* TEXT BLOCK *

Show HN: Lighthearted, novice-friendly, storytelling-focused roleplaying game - rayalez
https://playmirage.io
======
rayalez
This is a little hobby project I'm working on, and I'm really proud of how it
turned out.

Mirage is a lighthearted, social, easy to learn roleplaying game, focused on
storytelling, improvisation, imagination and creativity. Your goal is to make
up and play out a fun story. You will go on adventures, complete quests, find
treasure, slay dragons, and gain awesome powers.

Mirage is made for the people who, like me, enjoy the social/creative aspects
of Dungeons and Dragons, but don’t like the countless arguments over the
intricate rules, the painfully slow combat encounters, and all the tedious
arithmetics.

It’s perfect for people who want to get started with roleplaying but have no
experience, and it’s great for getting your non-gamer friends or kids into
RPGs. It’s great for improvisers and storytellers who want to focus on playing
a fun long-form improv game, without the complicated rules getting in the way.

The rules are very simple, but deep and interesting enough for the experienced
players to play over a long period of time.

Players can create a character and begin playing in 15 minutes. For GMs we
have a collection of adventures that are easy to prepare and run:
[https://rpgadventures.io](https://rpgadventures.io)

You can play it in-person or over discord. It's super fun, and I hope you guys
enjoy it!

* PROBLEMS *
**A)** In the Mirage post, how long do players need to create a character and begin playing?
**B)** Condense the paragraph of the Mirage post beginning "Mirage is made for the people who" into a short list.
The items that come next are from a separate source.

* RECORDS SUPPLIED *

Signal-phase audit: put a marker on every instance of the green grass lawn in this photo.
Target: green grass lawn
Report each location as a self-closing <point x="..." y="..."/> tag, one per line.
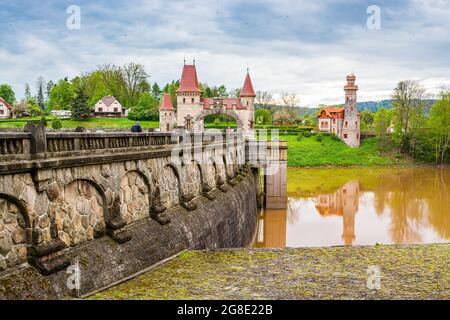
<point x="119" y="123"/>
<point x="306" y="152"/>
<point x="309" y="152"/>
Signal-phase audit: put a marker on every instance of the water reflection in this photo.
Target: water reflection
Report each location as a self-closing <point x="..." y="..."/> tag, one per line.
<point x="360" y="207"/>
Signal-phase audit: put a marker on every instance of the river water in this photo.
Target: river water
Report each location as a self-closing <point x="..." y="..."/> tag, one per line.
<point x="360" y="206"/>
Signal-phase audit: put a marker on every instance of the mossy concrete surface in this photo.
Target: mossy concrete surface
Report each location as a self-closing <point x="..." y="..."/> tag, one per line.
<point x="407" y="272"/>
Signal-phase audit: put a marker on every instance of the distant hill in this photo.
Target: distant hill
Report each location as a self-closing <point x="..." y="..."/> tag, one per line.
<point x="372" y="106"/>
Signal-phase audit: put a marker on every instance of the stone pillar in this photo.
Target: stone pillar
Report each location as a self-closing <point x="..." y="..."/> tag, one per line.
<point x="275" y="185"/>
<point x="38" y="142"/>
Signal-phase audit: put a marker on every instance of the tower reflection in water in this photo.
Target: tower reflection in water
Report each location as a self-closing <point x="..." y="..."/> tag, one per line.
<point x="344" y="203"/>
<point x="272" y="224"/>
<point x="395" y="206"/>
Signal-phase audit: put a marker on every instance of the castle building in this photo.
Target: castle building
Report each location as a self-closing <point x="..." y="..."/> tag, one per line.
<point x="109" y="106"/>
<point x="343" y="122"/>
<point x="5" y="109"/>
<point x="192" y="108"/>
<point x="167" y="115"/>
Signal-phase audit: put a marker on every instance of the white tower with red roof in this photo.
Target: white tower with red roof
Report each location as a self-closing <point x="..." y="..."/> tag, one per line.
<point x="351" y="125"/>
<point x="192" y="108"/>
<point x="167" y="114"/>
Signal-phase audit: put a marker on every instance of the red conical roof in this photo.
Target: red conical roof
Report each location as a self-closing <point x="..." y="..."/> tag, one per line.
<point x="166" y="102"/>
<point x="247" y="89"/>
<point x="189" y="81"/>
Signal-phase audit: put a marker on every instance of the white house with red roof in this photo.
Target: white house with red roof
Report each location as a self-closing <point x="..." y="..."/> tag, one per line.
<point x="108" y="106"/>
<point x="192" y="108"/>
<point x="5" y="109"/>
<point x="167" y="115"/>
<point x="343" y="122"/>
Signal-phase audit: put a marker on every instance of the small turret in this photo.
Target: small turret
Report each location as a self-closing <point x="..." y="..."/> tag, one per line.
<point x="248" y="101"/>
<point x="351" y="125"/>
<point x="167" y="116"/>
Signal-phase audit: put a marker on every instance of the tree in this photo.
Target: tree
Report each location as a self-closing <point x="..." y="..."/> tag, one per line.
<point x="48" y="89"/>
<point x="408" y="105"/>
<point x="135" y="83"/>
<point x="440" y="126"/>
<point x="156" y="91"/>
<point x="382" y="122"/>
<point x="7" y="93"/>
<point x="290" y="99"/>
<point x="283" y="116"/>
<point x="367" y="118"/>
<point x="61" y="96"/>
<point x="147" y="108"/>
<point x="235" y="93"/>
<point x="80" y="108"/>
<point x="40" y="93"/>
<point x="263" y="99"/>
<point x="27" y="92"/>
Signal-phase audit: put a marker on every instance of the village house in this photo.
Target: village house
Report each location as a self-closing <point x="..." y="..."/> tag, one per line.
<point x="343" y="122"/>
<point x="108" y="106"/>
<point x="192" y="108"/>
<point x="5" y="109"/>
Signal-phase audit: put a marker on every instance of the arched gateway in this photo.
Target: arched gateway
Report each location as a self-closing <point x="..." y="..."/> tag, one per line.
<point x="192" y="108"/>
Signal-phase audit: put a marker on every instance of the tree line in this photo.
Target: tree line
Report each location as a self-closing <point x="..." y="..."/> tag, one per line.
<point x="411" y="126"/>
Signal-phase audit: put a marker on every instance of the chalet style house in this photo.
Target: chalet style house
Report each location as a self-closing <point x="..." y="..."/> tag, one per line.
<point x="5" y="109"/>
<point x="343" y="122"/>
<point x="108" y="106"/>
<point x="192" y="108"/>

* REPLIES *
**A)** 15 minutes.

**B)**
Mirage is made for people who enjoy the social and creative side of Dungeons and Dragons but dislike:
- endless arguments over intricate rules
- painfully slow combat encounters
- tedious arithmetic